Retype the lines below word for word, covering everything from the line that contains "of the police" down to the end of the records. Include both the first and the last line.
"""
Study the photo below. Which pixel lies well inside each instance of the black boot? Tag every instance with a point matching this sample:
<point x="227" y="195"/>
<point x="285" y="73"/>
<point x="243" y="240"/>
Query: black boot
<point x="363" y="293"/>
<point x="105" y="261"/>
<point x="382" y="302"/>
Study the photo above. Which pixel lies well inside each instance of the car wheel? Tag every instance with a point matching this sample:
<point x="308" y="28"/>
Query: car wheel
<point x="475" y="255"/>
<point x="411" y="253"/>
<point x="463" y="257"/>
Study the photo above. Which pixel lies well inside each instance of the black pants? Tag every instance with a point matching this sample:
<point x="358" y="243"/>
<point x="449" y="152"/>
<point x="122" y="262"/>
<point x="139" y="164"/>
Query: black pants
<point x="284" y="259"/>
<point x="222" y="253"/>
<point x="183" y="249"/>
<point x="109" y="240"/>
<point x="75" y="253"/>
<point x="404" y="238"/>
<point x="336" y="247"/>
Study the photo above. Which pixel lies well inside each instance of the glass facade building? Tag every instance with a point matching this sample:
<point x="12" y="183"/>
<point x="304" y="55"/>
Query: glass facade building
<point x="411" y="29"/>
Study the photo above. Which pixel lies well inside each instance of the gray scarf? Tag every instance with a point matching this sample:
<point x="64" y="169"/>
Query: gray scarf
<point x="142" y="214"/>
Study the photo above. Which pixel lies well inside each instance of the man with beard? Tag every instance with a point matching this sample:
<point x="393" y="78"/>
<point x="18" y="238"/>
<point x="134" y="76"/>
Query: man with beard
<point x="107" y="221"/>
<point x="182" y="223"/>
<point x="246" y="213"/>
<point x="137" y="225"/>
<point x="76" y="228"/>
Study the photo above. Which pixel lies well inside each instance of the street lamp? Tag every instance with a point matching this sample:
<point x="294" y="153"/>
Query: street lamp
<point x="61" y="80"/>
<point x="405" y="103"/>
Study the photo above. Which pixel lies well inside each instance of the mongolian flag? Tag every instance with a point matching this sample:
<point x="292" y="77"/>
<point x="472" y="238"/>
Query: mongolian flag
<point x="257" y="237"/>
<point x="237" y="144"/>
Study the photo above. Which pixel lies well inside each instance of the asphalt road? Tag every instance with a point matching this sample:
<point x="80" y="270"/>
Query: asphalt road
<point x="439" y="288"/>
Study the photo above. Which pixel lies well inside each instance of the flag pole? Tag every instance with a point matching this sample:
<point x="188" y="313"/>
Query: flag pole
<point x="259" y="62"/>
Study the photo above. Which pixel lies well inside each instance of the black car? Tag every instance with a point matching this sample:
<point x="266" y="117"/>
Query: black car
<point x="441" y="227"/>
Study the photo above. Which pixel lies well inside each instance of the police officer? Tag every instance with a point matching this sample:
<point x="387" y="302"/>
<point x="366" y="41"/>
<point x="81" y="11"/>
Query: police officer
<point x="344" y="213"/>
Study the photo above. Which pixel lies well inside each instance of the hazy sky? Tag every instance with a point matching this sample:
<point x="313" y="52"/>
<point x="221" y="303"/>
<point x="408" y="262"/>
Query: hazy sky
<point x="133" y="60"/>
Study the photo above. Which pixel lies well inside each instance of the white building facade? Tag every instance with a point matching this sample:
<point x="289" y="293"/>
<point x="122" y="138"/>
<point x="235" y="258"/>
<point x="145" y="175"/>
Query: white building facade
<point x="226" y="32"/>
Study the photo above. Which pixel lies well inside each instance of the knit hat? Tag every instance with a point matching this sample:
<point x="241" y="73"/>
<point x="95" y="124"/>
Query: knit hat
"""
▶ ANSWER TO THE TASK:
Study the photo above. Which pixel lies well inside each instance of the police officer? Tag every instance with a point matching this sample:
<point x="387" y="302"/>
<point x="366" y="41"/>
<point x="81" y="11"/>
Query: police officer
<point x="344" y="213"/>
Study the photo above. Which pixel lies well inside each instance of the hazy sky? Tag every instance with a point matching this sample:
<point x="313" y="52"/>
<point x="221" y="303"/>
<point x="408" y="262"/>
Query: hazy sky
<point x="133" y="60"/>
Study the photo above. Which pixel lies well inside each instance of the white building facade? Tag every instance with a point matching this sample:
<point x="289" y="293"/>
<point x="122" y="138"/>
<point x="235" y="258"/>
<point x="145" y="175"/>
Query: white building facade
<point x="226" y="32"/>
Study the photo above. Which pixel lies well inside each instance of the knit hat? Tag every instance with a point matching this sample:
<point x="241" y="73"/>
<point x="95" y="124"/>
Query: knit hat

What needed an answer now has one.